▸ TASK DETAILS:
Exactly reproduce the lines from the line that has "the white dress" down to the last line of the entries, inclusive.

▸ Location annotation dataset excerpts:
[START]
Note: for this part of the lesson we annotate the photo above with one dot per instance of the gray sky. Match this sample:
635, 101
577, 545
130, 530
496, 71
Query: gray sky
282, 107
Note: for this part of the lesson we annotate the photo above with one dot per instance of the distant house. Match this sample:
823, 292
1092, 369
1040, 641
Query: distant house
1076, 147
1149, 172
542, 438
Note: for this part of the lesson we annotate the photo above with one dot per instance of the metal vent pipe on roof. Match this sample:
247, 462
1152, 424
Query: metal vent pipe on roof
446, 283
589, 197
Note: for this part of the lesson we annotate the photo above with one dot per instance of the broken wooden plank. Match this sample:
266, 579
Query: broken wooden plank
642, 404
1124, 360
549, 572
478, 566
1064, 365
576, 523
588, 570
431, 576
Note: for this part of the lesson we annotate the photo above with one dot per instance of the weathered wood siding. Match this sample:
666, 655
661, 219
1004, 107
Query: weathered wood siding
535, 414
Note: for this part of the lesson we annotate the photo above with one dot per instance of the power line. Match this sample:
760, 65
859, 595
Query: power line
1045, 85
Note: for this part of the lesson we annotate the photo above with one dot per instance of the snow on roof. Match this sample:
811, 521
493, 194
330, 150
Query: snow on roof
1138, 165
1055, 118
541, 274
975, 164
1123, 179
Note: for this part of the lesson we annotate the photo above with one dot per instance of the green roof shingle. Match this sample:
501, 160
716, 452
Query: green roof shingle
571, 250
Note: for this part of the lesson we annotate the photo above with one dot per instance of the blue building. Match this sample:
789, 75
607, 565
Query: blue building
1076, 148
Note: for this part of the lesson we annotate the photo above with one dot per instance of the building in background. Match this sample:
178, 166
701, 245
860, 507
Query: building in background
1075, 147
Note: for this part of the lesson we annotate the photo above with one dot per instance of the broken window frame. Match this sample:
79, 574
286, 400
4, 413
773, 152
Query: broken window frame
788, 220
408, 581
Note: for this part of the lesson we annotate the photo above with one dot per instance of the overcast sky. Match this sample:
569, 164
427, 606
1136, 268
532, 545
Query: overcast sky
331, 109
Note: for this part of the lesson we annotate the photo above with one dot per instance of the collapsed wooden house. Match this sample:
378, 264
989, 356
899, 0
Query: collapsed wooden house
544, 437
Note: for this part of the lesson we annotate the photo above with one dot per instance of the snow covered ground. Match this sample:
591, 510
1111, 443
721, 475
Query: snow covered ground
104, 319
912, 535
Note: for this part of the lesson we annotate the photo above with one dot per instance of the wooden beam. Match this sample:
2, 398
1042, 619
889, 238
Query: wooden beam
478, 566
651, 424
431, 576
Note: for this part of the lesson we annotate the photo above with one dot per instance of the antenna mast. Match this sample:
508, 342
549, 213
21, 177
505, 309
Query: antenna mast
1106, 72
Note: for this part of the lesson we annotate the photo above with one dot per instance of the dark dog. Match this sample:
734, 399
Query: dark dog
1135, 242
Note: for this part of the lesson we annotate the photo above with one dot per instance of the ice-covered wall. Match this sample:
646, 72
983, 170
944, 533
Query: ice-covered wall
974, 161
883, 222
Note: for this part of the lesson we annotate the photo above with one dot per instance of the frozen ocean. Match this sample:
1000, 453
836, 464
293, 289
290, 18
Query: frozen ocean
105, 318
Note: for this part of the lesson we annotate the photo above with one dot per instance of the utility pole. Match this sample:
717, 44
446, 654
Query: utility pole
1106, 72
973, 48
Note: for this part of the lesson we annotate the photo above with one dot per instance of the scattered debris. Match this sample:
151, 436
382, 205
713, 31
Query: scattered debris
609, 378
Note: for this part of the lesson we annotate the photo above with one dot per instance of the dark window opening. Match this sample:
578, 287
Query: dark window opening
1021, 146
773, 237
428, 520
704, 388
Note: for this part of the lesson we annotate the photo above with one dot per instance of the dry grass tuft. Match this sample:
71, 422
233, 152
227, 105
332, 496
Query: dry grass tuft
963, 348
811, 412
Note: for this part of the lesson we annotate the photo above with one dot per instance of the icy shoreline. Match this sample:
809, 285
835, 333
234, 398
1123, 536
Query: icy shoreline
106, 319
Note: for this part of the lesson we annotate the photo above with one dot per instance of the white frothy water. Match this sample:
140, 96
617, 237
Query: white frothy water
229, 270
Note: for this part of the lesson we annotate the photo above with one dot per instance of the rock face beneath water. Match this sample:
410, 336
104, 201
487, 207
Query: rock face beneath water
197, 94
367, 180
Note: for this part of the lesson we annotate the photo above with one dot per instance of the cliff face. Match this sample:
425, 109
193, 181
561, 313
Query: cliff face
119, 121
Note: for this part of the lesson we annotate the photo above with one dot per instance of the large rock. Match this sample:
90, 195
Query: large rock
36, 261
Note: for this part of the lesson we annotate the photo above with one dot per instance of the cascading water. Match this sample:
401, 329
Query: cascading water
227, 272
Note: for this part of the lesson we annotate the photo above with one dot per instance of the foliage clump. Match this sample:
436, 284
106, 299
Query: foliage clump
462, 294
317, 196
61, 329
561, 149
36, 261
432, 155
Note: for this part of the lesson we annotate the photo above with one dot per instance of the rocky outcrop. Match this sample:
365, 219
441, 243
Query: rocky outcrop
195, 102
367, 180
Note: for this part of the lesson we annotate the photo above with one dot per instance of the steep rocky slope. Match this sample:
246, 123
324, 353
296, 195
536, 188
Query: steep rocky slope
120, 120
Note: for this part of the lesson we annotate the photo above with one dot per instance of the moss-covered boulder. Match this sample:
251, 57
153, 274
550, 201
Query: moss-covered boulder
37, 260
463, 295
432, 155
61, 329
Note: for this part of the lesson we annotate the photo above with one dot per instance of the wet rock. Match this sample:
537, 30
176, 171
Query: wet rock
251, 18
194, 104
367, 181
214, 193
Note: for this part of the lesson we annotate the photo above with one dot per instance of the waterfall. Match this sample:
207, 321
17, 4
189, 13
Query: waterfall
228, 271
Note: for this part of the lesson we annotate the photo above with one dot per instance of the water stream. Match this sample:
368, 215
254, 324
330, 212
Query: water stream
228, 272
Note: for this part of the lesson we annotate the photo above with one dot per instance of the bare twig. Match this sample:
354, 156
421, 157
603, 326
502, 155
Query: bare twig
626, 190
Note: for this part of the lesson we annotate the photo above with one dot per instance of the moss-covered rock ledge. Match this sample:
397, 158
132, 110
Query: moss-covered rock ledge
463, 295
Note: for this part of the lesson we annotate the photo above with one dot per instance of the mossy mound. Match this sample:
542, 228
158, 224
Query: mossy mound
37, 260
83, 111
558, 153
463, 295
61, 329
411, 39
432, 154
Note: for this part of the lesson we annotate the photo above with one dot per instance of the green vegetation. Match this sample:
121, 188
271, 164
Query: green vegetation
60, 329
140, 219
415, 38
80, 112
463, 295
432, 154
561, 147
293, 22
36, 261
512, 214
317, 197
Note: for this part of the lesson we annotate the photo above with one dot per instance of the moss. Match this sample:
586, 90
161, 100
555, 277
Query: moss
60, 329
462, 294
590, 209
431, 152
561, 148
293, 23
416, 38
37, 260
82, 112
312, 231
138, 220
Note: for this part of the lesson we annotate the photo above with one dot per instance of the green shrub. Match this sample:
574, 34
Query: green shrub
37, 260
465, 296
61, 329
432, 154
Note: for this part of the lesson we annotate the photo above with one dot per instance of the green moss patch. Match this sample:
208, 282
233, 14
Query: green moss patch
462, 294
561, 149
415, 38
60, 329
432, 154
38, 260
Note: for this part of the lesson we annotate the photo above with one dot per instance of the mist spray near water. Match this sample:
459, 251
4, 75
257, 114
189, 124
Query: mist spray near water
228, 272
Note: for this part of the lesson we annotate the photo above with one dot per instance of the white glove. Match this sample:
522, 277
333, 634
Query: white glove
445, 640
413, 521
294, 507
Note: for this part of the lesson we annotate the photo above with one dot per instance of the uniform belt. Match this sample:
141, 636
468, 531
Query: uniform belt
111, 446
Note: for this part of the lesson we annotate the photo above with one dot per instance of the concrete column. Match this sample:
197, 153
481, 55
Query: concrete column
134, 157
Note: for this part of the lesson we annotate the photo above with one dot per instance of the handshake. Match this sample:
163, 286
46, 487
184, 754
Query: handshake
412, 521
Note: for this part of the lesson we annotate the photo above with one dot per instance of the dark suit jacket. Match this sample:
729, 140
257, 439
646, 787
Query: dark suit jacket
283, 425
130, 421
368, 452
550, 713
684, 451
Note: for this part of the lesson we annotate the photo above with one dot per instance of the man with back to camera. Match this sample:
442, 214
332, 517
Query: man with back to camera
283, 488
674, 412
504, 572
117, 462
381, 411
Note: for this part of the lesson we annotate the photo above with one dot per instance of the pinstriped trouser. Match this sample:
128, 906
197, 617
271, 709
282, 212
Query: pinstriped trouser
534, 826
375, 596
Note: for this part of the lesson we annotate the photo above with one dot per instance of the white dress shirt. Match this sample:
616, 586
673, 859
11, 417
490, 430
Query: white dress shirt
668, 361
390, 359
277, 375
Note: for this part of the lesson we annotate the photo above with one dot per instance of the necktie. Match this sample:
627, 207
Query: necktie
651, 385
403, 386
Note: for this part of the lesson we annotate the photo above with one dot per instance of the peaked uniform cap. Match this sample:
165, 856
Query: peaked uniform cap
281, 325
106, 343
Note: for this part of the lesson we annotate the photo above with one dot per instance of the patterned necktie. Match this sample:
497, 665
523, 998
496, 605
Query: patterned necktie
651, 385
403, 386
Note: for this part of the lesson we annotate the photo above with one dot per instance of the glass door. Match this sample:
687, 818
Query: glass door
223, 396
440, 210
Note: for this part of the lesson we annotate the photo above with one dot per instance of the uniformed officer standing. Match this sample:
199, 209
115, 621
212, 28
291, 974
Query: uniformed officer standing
[END]
▸ ANSWER TO THE PROBLEM:
Note: for this part of the lesson we annotate the photo above with one dot per instance of the white dress shirt. Match this sample:
616, 586
673, 859
11, 417
490, 430
Query: white dress shirt
668, 361
390, 359
277, 375
Note: for this part of the lesson we annotate the photo above with one dot per instance of the necktie. Match this sample:
627, 207
Query: necktie
651, 385
403, 386
Note: for this part of the lesson we annotate the photo above with one dot per instance of the peaked uniform cap. Match this sample:
165, 856
Query: peaked uniform cap
281, 325
106, 343
Note: for this part of the lesson we annotate the photo above with one dot per instance of the patterned necktie. Match this sample:
497, 665
523, 998
496, 605
Query: patterned necktie
651, 385
403, 386
Note: for this part of the lesson we annotate the photo above with one dot per instance of the glass door. Match this sample:
687, 818
Query: glass door
223, 396
440, 210
Note: for this part of the lesson we annotate the photo above with one dot per instance of the uniformed officer standing. Match this sample:
199, 209
115, 621
212, 28
291, 974
Query: uniformed officer standing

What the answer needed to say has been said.